- Opening Delimiter -

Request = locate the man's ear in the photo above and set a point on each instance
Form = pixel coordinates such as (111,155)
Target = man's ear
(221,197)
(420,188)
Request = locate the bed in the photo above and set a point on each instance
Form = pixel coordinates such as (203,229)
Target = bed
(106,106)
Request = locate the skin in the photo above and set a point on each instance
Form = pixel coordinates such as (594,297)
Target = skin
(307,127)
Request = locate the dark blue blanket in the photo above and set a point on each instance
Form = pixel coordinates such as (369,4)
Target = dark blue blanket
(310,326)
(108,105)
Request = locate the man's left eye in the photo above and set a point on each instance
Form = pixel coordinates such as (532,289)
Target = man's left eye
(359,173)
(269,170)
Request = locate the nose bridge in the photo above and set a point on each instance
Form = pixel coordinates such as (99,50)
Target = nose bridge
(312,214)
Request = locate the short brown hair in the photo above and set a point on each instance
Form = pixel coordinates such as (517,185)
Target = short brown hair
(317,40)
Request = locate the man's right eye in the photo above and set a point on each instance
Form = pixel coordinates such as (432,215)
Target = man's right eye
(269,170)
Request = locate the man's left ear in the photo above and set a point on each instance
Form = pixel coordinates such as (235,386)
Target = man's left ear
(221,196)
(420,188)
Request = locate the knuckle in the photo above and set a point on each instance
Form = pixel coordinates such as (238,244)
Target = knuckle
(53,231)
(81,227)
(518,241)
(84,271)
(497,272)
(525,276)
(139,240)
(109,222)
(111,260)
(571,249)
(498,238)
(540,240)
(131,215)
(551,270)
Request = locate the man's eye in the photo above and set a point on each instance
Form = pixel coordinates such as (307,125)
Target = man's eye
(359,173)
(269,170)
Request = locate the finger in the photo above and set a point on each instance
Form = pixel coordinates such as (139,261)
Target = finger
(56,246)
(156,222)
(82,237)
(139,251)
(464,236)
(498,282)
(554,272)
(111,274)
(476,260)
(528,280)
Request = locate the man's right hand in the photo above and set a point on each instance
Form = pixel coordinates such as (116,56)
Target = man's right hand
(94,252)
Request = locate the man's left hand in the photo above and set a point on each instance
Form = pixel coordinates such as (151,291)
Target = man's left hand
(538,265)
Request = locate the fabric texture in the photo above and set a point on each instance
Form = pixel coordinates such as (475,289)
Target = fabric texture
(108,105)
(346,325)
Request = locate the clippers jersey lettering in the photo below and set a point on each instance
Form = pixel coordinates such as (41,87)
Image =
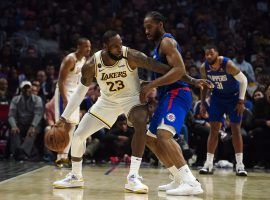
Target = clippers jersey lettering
(163,90)
(225,84)
(117,81)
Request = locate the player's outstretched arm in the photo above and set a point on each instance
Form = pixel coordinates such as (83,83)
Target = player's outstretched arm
(242,79)
(204,90)
(67,65)
(239,76)
(138,59)
(88,73)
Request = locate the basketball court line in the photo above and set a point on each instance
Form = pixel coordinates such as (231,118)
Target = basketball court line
(24,174)
(111,169)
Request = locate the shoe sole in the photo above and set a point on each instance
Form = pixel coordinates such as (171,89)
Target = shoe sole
(241,174)
(206,173)
(66,187)
(136,192)
(196,192)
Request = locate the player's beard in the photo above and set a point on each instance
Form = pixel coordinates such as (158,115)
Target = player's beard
(213,62)
(114,57)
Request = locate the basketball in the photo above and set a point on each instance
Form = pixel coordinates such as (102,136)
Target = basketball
(57,138)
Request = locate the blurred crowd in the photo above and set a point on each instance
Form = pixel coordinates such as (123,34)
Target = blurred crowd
(36,35)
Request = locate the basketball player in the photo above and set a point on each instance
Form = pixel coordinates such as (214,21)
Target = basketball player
(175,100)
(227,98)
(115,69)
(69,78)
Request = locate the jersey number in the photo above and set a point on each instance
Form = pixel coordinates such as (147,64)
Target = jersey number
(219,85)
(115,86)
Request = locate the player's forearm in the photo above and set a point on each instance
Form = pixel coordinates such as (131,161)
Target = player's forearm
(171,77)
(203,95)
(188,79)
(62,91)
(156,66)
(75,100)
(241,78)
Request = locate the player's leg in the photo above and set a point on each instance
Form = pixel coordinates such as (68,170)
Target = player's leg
(172,118)
(62,158)
(88,126)
(184,182)
(216,112)
(237,139)
(138,117)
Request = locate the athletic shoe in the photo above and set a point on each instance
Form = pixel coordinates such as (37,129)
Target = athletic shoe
(135,185)
(70,181)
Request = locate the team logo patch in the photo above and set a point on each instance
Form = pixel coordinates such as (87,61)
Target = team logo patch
(170,117)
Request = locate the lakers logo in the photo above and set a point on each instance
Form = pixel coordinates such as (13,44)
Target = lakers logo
(171,117)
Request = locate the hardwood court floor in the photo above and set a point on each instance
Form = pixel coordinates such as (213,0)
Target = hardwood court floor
(107,183)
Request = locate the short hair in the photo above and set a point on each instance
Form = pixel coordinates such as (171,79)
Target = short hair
(81,40)
(210,46)
(156,16)
(108,35)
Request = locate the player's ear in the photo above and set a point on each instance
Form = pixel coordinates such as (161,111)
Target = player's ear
(105,46)
(161,25)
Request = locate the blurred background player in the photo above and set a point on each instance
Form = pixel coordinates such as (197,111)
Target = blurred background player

- Closing Delimiter -

> _Problem_:
Of the lines above, copy each one that contains the word "background".

> _Output_:
Request = locate the blurred background player in the photo above and set a point on each instance
Target = blurred background player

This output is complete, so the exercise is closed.